* Dataset entries
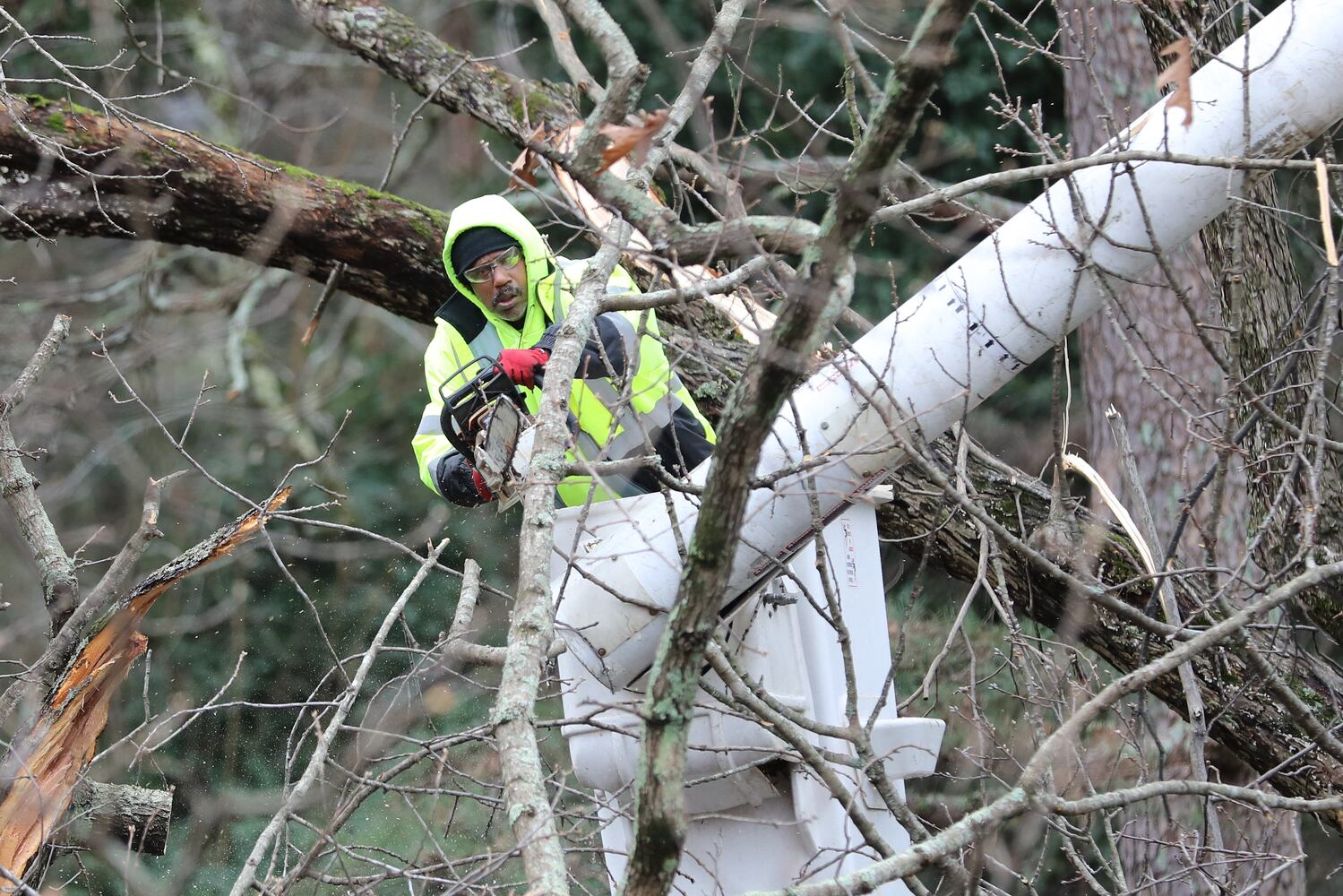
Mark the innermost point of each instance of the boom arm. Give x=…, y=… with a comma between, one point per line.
x=971, y=330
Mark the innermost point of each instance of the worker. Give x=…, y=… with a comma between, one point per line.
x=509, y=297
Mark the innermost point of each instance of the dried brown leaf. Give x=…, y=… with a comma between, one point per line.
x=524, y=167
x=632, y=140
x=1178, y=74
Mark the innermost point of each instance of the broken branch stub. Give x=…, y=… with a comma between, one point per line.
x=45, y=763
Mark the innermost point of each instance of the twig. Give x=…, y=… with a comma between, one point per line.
x=314, y=764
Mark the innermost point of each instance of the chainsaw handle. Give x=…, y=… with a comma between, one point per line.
x=461, y=409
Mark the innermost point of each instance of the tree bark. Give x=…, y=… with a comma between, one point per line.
x=399, y=269
x=1109, y=81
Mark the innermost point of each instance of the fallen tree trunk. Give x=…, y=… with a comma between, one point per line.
x=39, y=772
x=1246, y=715
x=399, y=269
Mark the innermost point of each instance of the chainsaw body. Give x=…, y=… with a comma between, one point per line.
x=486, y=422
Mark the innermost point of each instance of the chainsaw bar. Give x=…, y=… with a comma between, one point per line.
x=503, y=432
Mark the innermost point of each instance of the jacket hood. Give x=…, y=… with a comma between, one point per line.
x=495, y=211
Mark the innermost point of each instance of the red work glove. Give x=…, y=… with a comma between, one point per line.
x=522, y=365
x=484, y=490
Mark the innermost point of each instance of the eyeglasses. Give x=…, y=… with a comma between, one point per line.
x=482, y=273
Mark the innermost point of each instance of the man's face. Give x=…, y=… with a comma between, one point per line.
x=504, y=287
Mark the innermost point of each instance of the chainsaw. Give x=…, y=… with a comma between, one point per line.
x=487, y=424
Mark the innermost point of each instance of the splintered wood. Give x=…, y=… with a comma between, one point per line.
x=45, y=763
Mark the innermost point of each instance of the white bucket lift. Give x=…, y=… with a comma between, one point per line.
x=943, y=351
x=745, y=797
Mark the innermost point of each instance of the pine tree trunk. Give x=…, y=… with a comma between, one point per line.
x=1112, y=81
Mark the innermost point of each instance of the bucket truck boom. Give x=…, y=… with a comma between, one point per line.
x=968, y=332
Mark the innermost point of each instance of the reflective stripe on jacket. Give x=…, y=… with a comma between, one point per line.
x=611, y=418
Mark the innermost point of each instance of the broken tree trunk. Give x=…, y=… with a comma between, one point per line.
x=46, y=759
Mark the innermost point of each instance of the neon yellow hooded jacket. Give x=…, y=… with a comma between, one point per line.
x=613, y=419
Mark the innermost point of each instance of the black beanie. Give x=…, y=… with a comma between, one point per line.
x=478, y=241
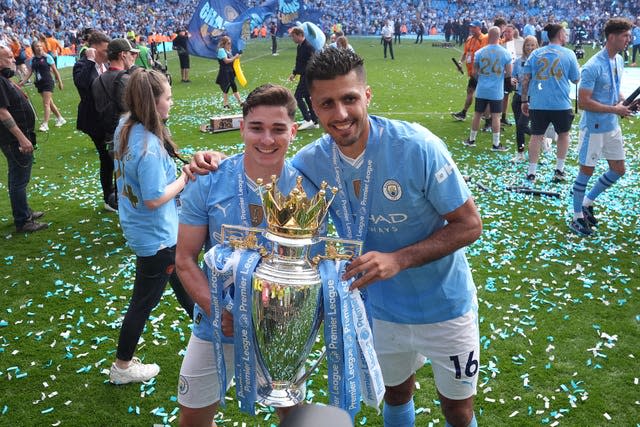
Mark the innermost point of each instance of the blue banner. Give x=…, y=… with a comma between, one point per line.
x=215, y=18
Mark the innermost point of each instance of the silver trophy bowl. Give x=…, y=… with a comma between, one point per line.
x=287, y=305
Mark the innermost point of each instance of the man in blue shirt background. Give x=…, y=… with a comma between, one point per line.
x=492, y=69
x=600, y=135
x=545, y=96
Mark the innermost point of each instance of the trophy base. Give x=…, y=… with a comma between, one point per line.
x=280, y=395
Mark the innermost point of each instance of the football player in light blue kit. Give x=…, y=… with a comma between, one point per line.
x=228, y=196
x=402, y=194
x=600, y=135
x=492, y=69
x=545, y=96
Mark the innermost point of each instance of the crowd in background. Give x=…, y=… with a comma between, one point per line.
x=64, y=19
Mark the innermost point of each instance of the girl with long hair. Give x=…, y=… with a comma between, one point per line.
x=43, y=66
x=147, y=188
x=226, y=76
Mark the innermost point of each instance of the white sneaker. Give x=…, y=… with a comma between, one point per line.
x=137, y=372
x=306, y=125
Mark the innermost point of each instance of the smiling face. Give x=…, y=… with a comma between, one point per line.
x=267, y=131
x=341, y=106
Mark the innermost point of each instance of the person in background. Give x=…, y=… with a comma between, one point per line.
x=545, y=97
x=180, y=45
x=420, y=290
x=522, y=122
x=226, y=75
x=475, y=42
x=147, y=186
x=17, y=142
x=43, y=66
x=304, y=52
x=85, y=71
x=273, y=31
x=601, y=102
x=492, y=69
x=144, y=58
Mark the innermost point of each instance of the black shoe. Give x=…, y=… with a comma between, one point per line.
x=559, y=176
x=111, y=204
x=31, y=226
x=459, y=116
x=580, y=227
x=589, y=217
x=36, y=214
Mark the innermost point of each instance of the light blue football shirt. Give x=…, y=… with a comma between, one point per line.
x=143, y=174
x=413, y=183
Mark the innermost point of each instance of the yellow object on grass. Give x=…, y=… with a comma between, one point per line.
x=239, y=74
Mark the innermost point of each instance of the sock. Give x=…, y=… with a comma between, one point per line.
x=496, y=139
x=605, y=181
x=586, y=202
x=472, y=423
x=400, y=415
x=579, y=188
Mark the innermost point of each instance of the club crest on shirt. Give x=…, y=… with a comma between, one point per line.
x=257, y=214
x=392, y=190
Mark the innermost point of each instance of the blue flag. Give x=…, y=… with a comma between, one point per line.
x=215, y=18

* Brief
Images in the records must not be repeated; everything else should be returned exactly.

* Output for this task
Mark the innermost point of each instance of the boom arm. Give x=…, y=… with a comma between, one point per line.
x=971, y=330
Mark the innermost point of each instance of the worker. Give x=…, y=… with a comma between, one point per line.
x=509, y=297
Mark the innermost point of each instance of the dried brown leaf. Give x=…, y=… with a comma between, one point per line.
x=524, y=167
x=632, y=140
x=1178, y=74
Mark the innermost point of each instance of the broken branch stub. Give x=…, y=… with a comma between, one point per line.
x=45, y=763
Mark the innermost point of each instance of the twig. Give x=…, y=… with a comma between, one point per line.
x=314, y=764
Mark the innermost point of each instance of the chainsaw handle. Give x=…, y=… with a comma between, one point per line.
x=461, y=409
Mark the innermost point of each instance of the tree bark. Give x=…, y=… with a comma between, one point per line.
x=399, y=269
x=1109, y=81
Mark the innermost point of each instance of the fallen tree trunk. Give x=…, y=… with a comma between, one point per line.
x=39, y=772
x=1246, y=715
x=399, y=269
Mark the innermost point of each instance of the chainsaw body. Give x=…, y=… with a comma between, one point per line.
x=486, y=422
Mark the innermost point of each instance of the chainsaw bar. Give x=…, y=… with a comma between, one point per line.
x=503, y=432
Mark the innermost point of each instance of the jacket hood. Give x=…, y=… with a comma between, one point per line.
x=495, y=211
Mark the innermost point of each instance of the red work glove. Give x=…, y=… with a comma between, one point per line.
x=522, y=365
x=484, y=490
Mark the innermost point of each instance of the eyeglasses. Give x=…, y=… with a comma between, one point per line.
x=482, y=273
Mark the innermost point of each instance of the man's face. Give x=…, y=… with a comma between, one point per line.
x=504, y=287
Mark the innermost point of each instance of the chainsaw. Give x=…, y=… with a comma between, one point per line.
x=487, y=424
Mark the innermost point of each instance of the splintered wood. Give x=…, y=… with a comma between, one point per line.
x=45, y=763
Mark the innermost point of each instance of the white bucket lift. Give x=…, y=… with a comma between, one point per line.
x=943, y=351
x=745, y=797
Mark the innermost point of each instance of the pine tree trunk. Give x=…, y=… with a comma between, one point per line.
x=1112, y=81
Mark the innermost point of each instance of the bucket truck boom. Give x=…, y=… with a comma between, one point per line.
x=968, y=332
Mark the innermost point of each instance of the reflective stripe on jacket. Give x=…, y=… with a comma between, one point per line.
x=611, y=418
Mark the innermost point of each instance of the broken tree trunk. Give x=…, y=… with a comma between, one point per line.
x=46, y=759
Mark the innermost point of each instance of the neon yellow hooded jacket. Give x=…, y=… with a comma between, one point per line.
x=613, y=419
Mark the innermost point of each instance of the black beanie. Give x=…, y=… with a comma between, one point per line.
x=478, y=241
Mark the innermost point of each instance of the blue banner. Give x=…, y=… with a comma between, one point per line.
x=215, y=18
Mark the innermost point of each instance of the silver trophy bowl. Give x=…, y=… with a comma between, one point per line.
x=287, y=305
Mark the innermost point of each instance of the man in blue shirt background. Give x=…, y=… with a comma between, one point per line.
x=492, y=69
x=600, y=135
x=545, y=96
Mark the innermost point of each instance of the trophy base. Give x=…, y=… with a comma between, one point per line.
x=280, y=395
Mark the innermost point of each instance of the football player in light blue kit. Give x=…, y=… with a comma between, one point per line.
x=228, y=196
x=402, y=194
x=600, y=135
x=492, y=69
x=545, y=96
Mark the innermost point of each instance of the crowd in background. Give x=…, y=… with a comma between, one point per line.
x=64, y=19
Mark the innermost point of each instance of the girl with long hair. Give x=…, y=… with a comma between, one point per line.
x=43, y=66
x=147, y=188
x=226, y=76
Mark the innermost point of each instance of the white sneaker. Give x=…, y=… with a comma between, one point per line.
x=137, y=372
x=306, y=125
Mark the innermost point of each instance of the smiling face. Give x=…, y=… with a comma between, one point per line.
x=267, y=131
x=341, y=106
Mark the innermost point of each instance of the person in background. Give x=…, y=… with a comma between, one point per line.
x=545, y=97
x=180, y=45
x=420, y=290
x=522, y=122
x=226, y=75
x=475, y=42
x=147, y=186
x=17, y=142
x=43, y=66
x=304, y=52
x=85, y=71
x=273, y=31
x=601, y=102
x=492, y=69
x=144, y=58
Mark the innermost point of each instance of the black shoe. Give x=…, y=… with a comma between, one point per line.
x=559, y=176
x=111, y=204
x=31, y=226
x=459, y=116
x=580, y=227
x=589, y=217
x=36, y=214
Mark the innermost point of each instance of the light blue football shirt. Give x=…, y=… with a comma between, one point per line.
x=143, y=174
x=413, y=183
Mark the innermost point of each instance of the yellow object on grass. Give x=…, y=… with a comma between, one point per line.
x=239, y=74
Mark the innermost point of each instance of the sock. Give x=…, y=… with a comma between, one point per line.
x=496, y=139
x=605, y=181
x=586, y=202
x=472, y=423
x=400, y=415
x=579, y=188
Mark the innermost point of each instance of the club crest on shirt. Give x=…, y=… with a comma between, one point per line.
x=257, y=214
x=392, y=190
Mark the innermost point of each instance of the blue flag. Give x=…, y=… with a comma between, one point per line.
x=215, y=18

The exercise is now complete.